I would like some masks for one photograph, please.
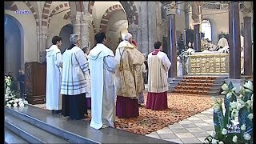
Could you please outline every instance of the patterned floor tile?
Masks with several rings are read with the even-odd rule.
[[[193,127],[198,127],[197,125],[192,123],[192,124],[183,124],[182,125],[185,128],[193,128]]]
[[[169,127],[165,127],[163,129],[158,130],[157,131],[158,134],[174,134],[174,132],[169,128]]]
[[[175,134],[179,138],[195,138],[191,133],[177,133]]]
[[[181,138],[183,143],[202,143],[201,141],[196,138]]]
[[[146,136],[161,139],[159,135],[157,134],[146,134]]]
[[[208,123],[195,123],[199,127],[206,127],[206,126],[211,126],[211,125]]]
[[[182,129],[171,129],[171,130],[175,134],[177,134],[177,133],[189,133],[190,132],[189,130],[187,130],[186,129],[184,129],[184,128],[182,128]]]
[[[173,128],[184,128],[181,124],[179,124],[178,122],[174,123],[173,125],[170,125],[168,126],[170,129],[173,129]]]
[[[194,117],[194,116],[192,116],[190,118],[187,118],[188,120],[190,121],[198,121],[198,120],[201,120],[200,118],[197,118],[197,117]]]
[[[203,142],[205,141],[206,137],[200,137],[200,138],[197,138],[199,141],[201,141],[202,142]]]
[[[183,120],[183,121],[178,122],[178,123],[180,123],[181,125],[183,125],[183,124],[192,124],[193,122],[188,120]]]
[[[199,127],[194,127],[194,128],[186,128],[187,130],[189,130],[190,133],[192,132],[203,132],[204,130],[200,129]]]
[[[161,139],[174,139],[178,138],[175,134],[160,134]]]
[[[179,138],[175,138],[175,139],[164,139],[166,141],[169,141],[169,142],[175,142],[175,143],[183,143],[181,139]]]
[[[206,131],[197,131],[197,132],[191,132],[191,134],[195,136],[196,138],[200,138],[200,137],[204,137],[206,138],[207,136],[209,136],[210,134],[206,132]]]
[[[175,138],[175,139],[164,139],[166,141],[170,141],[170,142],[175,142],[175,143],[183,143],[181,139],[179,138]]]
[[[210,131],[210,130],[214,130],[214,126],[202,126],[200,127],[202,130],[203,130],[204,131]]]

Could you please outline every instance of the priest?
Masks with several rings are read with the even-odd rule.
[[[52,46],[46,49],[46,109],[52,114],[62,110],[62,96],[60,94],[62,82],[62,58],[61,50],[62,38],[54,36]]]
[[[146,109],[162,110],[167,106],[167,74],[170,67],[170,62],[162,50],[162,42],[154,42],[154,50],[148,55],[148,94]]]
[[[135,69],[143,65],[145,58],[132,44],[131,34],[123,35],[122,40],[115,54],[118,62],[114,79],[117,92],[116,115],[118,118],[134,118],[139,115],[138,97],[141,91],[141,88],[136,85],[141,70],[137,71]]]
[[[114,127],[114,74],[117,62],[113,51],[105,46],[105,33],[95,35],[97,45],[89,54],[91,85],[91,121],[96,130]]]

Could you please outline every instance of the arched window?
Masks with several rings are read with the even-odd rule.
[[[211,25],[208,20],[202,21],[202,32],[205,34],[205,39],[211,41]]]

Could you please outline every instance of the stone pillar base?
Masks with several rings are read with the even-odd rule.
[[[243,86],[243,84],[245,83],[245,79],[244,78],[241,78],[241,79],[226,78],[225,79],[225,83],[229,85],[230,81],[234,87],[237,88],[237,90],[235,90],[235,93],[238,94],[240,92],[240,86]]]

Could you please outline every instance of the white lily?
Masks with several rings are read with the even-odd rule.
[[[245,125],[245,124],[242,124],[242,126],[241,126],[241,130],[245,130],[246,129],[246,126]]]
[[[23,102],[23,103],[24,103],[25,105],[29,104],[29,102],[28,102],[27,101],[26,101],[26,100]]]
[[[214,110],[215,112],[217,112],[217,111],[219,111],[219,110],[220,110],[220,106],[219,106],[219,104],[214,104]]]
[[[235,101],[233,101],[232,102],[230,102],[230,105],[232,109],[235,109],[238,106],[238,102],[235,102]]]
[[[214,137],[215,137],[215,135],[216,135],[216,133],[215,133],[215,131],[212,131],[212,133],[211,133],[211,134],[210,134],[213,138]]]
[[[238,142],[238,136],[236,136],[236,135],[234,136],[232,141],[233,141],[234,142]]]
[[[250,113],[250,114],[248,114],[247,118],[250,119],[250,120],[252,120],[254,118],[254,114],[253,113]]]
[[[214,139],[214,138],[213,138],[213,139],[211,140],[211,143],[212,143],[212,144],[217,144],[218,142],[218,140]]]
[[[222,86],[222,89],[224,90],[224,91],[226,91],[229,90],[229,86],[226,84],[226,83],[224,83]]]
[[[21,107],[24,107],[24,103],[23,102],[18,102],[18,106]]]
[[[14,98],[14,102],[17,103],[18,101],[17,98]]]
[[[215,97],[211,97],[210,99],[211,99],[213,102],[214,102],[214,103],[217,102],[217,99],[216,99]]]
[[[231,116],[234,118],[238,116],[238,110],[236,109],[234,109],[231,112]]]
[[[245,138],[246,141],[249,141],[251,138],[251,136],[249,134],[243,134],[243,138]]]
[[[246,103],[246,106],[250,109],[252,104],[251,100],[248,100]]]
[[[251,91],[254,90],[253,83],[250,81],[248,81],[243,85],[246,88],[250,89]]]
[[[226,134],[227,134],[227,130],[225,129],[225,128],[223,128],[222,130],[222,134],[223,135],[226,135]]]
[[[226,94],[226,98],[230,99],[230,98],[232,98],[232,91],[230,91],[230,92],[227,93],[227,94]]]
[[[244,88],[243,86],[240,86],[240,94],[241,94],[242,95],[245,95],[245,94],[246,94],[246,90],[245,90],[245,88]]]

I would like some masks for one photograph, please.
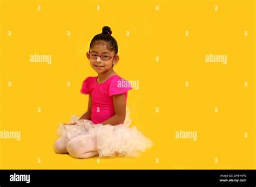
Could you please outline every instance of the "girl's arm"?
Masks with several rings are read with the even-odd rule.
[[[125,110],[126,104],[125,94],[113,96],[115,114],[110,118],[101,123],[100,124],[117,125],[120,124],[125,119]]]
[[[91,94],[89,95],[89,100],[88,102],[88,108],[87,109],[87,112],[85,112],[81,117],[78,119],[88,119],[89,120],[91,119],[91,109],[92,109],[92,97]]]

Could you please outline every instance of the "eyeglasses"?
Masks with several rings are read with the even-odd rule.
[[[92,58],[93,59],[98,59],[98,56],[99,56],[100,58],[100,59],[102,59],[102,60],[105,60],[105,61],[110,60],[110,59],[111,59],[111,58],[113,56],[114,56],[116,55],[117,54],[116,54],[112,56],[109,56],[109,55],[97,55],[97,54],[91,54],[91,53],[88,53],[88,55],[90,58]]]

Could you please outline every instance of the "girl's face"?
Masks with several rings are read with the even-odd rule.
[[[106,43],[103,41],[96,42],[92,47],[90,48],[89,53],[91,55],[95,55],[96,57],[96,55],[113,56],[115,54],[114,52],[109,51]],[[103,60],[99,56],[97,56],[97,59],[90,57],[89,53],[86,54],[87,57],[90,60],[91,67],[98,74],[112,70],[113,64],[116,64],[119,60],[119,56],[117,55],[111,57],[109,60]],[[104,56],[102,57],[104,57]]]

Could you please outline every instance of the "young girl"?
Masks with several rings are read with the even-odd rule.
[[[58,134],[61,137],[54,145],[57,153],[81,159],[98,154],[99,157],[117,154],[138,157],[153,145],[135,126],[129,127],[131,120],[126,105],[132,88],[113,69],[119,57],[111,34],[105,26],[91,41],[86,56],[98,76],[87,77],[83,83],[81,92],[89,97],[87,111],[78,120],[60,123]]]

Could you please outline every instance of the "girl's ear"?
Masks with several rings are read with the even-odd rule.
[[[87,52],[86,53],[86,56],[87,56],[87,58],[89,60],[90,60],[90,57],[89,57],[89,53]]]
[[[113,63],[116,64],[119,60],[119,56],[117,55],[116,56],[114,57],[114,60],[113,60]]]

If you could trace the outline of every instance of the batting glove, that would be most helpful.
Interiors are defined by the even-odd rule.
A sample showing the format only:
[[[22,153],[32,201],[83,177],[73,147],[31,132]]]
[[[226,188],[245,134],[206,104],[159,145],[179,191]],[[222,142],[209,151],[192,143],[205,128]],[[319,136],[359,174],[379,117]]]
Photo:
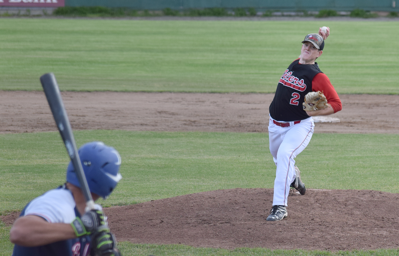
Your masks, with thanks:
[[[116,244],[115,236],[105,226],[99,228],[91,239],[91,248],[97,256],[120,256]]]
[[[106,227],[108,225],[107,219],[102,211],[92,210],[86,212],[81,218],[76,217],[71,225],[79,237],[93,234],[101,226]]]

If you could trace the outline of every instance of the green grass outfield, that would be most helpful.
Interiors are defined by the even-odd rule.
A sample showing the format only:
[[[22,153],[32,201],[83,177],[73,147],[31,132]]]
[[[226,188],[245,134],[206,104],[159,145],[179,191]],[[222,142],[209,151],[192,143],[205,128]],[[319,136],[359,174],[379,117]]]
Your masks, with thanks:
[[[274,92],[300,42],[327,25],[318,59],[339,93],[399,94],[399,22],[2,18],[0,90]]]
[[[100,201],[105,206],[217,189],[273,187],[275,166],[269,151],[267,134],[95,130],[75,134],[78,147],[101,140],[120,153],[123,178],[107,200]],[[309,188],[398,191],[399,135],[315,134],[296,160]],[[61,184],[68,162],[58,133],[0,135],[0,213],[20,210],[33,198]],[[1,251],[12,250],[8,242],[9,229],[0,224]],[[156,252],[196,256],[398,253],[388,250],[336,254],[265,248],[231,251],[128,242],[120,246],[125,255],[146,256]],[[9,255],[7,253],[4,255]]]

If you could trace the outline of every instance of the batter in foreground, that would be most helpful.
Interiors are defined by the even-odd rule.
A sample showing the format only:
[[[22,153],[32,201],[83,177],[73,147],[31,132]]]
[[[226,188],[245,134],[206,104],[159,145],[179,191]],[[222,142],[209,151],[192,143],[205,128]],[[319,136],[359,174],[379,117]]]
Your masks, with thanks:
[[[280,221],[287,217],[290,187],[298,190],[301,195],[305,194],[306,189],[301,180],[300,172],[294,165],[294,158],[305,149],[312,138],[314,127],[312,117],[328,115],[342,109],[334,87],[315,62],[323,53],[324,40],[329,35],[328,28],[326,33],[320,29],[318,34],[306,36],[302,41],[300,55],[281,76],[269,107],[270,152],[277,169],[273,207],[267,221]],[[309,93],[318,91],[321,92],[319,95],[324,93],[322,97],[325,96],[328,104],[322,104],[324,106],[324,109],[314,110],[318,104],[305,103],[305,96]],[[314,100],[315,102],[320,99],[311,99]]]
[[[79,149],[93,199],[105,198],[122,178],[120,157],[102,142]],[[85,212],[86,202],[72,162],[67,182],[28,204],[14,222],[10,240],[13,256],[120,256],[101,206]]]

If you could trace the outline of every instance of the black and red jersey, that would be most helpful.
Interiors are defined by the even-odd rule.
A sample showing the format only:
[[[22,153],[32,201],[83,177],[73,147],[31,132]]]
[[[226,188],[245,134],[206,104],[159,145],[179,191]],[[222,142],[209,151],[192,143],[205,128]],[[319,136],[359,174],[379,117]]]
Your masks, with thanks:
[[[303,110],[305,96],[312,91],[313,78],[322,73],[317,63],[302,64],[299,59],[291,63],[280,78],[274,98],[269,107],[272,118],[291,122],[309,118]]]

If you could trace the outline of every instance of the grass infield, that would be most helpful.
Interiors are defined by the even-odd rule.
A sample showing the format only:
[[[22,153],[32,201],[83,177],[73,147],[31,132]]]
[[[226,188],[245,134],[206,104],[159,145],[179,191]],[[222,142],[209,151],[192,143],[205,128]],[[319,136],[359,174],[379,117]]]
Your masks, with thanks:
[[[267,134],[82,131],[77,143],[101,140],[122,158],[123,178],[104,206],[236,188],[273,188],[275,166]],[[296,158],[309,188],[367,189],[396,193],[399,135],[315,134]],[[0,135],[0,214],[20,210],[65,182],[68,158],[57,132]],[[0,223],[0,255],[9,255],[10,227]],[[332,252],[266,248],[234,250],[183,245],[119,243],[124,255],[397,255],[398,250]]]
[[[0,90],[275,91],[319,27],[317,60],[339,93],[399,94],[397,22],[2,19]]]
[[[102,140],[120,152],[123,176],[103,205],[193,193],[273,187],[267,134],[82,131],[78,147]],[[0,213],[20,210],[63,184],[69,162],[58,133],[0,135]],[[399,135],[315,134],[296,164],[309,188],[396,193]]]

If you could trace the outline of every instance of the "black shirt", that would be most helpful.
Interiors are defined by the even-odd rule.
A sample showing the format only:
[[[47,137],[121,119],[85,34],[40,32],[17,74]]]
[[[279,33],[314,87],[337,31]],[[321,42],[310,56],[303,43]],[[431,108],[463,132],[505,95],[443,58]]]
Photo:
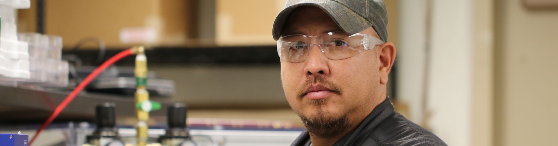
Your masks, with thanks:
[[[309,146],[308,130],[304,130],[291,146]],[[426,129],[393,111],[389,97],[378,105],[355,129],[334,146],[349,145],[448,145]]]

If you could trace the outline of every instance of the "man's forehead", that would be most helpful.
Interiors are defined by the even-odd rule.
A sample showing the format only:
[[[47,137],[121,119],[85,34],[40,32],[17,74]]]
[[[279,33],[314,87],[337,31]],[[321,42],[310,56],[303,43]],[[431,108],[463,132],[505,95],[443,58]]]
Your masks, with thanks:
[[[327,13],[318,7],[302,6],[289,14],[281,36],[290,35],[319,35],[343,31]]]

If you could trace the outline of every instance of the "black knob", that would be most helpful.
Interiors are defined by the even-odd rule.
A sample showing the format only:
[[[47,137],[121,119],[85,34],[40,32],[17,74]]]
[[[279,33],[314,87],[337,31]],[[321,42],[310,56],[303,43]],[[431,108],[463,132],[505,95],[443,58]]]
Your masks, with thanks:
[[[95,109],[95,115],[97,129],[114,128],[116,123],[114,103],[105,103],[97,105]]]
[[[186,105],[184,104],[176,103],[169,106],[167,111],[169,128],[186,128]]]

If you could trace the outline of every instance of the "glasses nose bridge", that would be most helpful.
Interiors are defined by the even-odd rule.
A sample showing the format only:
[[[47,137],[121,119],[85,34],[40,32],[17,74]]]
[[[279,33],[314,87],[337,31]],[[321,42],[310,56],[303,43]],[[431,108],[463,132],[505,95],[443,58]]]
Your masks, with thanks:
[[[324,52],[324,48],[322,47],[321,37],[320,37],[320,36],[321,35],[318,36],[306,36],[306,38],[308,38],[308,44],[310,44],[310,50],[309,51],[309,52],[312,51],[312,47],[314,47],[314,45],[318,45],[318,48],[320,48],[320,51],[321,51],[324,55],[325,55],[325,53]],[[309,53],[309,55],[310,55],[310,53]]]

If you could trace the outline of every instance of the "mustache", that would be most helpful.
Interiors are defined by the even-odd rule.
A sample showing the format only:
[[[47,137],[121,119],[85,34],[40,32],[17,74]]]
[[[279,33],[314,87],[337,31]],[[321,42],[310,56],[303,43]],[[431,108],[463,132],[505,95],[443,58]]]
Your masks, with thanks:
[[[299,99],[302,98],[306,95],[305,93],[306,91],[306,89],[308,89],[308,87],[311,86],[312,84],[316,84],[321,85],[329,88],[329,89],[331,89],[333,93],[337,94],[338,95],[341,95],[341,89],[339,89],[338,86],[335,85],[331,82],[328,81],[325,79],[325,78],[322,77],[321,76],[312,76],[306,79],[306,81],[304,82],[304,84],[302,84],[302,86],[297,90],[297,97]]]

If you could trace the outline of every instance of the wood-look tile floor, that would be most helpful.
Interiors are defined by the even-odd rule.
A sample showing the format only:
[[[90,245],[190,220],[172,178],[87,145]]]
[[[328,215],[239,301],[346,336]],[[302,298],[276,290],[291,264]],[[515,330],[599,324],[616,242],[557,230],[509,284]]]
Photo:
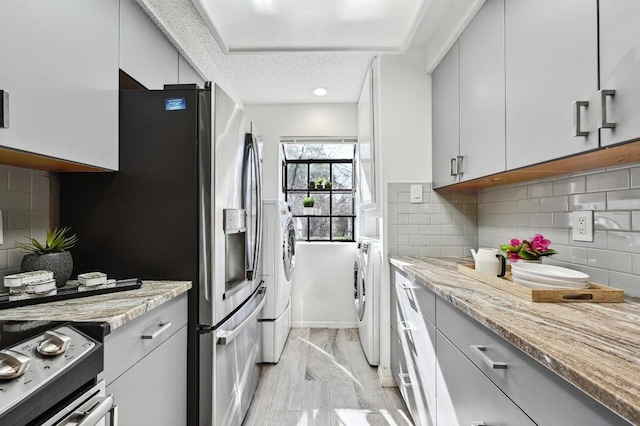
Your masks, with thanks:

********

• [Problem details] Pick out every line of the data above that contains the word "black" and copy each of those lines in full.

• [Final answer]
If you could trace the outline of every instance of the black and red jersey, that would be most helpful.
If you could trace the outline of every instance of the "black shirt", that would be most helpful.
If you could trace the outline of every instance of the "black knob", that would be most helpful.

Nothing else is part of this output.